# What is being asked
Reproduce every line from the start of the lines through the one containing "(34, 20), (320, 179)", not only the answers. Resize each coordinate in the answers by multiplying it by 1.1 and rounding to the nearest whole number, with halves rounded up.

▬▬▬▬▬▬▬▬▬▬

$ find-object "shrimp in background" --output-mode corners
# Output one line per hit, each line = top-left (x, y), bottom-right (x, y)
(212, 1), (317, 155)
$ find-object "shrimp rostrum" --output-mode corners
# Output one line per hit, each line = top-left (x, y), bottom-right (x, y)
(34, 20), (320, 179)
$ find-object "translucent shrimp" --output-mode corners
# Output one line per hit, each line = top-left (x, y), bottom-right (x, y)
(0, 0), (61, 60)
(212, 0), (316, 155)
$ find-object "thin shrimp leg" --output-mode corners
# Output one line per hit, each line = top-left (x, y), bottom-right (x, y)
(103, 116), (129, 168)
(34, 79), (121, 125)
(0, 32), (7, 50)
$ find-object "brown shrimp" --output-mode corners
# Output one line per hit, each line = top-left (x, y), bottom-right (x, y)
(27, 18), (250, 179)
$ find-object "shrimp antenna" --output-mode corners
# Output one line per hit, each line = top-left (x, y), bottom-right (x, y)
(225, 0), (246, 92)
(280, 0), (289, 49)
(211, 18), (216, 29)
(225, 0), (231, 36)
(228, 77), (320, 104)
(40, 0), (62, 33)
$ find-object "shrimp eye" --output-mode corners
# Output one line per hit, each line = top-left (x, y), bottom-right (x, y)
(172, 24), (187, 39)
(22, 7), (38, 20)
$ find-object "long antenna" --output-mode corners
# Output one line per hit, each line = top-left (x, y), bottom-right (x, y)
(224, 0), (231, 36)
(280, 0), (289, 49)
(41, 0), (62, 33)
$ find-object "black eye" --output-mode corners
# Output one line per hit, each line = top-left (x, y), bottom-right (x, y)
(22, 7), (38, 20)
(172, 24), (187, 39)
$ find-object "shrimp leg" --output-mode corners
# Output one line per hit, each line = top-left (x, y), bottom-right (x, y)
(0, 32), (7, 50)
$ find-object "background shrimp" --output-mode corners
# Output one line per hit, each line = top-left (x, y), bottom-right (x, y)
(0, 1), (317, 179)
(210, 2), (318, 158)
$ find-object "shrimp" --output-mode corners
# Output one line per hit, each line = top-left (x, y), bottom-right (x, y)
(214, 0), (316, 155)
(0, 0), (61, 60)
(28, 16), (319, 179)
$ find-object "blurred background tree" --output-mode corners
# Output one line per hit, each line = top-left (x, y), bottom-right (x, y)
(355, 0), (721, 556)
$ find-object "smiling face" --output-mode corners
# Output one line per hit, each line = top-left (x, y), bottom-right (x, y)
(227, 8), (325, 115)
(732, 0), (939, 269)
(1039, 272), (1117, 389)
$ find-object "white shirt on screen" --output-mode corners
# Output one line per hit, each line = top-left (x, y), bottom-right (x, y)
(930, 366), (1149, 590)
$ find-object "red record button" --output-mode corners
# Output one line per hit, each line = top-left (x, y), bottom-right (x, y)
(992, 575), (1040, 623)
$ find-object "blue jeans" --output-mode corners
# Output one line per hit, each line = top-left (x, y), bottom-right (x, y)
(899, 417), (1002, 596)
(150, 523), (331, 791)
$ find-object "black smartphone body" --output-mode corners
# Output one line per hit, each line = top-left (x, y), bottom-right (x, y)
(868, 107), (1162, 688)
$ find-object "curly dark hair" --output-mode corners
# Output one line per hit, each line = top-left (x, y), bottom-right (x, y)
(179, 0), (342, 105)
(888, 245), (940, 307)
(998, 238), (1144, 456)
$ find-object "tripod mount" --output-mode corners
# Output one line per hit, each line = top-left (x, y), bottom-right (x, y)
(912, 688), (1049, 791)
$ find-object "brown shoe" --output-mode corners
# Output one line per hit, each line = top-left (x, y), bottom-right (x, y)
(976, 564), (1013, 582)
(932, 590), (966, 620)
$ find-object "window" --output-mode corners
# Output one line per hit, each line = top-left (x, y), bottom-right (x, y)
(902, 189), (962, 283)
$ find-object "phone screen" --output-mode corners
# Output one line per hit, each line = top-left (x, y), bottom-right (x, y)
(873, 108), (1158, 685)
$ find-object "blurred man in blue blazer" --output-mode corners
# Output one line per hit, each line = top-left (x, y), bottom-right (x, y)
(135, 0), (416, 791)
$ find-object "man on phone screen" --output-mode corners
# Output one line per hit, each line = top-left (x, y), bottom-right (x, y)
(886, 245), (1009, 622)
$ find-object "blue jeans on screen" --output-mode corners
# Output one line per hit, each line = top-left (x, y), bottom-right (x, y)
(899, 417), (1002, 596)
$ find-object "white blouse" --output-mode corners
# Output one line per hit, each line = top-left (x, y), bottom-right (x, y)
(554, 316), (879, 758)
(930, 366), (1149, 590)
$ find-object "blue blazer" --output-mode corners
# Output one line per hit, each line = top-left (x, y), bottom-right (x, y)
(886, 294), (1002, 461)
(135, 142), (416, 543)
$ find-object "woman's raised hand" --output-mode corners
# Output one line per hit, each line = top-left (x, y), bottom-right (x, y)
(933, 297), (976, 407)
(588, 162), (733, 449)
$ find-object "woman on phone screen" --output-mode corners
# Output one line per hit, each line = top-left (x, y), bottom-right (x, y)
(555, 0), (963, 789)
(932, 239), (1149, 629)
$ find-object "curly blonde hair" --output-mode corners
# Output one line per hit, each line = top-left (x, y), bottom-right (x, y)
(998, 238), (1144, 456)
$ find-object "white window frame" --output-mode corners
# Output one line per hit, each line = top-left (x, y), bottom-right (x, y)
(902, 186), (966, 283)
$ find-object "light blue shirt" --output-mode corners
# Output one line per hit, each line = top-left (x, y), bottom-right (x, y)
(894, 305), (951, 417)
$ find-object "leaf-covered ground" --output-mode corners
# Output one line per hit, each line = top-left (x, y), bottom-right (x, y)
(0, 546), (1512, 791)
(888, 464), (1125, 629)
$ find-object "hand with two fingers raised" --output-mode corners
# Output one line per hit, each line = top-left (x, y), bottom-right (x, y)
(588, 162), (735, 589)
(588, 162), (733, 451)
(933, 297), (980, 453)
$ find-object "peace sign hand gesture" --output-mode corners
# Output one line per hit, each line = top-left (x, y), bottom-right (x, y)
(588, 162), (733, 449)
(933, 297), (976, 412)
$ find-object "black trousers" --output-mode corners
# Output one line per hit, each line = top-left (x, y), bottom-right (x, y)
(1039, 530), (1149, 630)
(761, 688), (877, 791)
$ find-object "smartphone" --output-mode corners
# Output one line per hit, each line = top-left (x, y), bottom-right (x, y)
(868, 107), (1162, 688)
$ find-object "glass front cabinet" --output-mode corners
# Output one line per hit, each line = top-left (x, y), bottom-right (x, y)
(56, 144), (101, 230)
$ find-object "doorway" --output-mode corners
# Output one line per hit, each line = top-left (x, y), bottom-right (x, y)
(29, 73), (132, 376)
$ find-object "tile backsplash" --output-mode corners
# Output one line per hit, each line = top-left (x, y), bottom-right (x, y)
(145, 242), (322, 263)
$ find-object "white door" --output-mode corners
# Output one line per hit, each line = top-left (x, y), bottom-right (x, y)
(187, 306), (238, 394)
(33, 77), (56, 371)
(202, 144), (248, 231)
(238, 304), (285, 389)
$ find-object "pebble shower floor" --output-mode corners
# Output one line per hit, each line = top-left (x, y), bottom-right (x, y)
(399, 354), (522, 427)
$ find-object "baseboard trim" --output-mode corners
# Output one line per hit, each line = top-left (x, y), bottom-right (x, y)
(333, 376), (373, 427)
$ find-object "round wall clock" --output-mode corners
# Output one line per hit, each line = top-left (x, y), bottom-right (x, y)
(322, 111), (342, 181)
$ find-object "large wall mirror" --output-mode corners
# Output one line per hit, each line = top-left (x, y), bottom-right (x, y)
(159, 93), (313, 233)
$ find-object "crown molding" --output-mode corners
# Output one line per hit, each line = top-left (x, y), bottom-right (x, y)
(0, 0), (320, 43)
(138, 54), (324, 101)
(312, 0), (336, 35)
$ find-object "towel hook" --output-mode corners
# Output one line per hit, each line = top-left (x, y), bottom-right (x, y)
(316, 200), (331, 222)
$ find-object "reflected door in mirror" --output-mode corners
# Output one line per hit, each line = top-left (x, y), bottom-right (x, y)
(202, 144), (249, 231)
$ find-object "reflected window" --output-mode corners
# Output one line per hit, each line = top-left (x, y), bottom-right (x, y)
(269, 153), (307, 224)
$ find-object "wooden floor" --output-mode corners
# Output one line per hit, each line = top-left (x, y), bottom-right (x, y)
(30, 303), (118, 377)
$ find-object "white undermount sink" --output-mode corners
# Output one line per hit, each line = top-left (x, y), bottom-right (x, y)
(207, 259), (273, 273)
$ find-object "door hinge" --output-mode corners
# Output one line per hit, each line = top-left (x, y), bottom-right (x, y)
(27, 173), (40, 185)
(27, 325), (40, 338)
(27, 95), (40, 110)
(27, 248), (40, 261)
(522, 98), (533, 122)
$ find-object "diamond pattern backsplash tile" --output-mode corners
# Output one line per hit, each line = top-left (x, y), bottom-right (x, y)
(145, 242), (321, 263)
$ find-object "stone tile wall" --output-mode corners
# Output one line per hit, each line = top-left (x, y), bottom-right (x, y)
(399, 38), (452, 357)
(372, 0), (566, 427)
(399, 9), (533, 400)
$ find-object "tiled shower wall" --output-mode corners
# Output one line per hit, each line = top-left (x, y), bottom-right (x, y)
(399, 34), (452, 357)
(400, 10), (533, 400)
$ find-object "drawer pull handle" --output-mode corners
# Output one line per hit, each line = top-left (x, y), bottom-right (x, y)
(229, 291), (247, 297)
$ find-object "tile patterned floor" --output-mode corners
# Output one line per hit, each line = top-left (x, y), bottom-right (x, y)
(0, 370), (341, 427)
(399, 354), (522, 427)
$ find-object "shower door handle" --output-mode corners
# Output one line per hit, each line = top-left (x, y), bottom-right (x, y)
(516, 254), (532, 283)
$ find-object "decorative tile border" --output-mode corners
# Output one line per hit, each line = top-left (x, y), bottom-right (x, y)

▬▬▬▬▬▬▬▬▬▬

# Solution to this exercise
$ find-object "shrimp in background" --output-mode corners
# Output one line per hit, each line = top-left (x, y), bottom-right (x, y)
(233, 1), (349, 171)
$ find-object "shrimp rostrum" --output-mode corners
# Output one line per hit, each line = top-left (x, y), bottom-right (x, y)
(37, 22), (352, 197)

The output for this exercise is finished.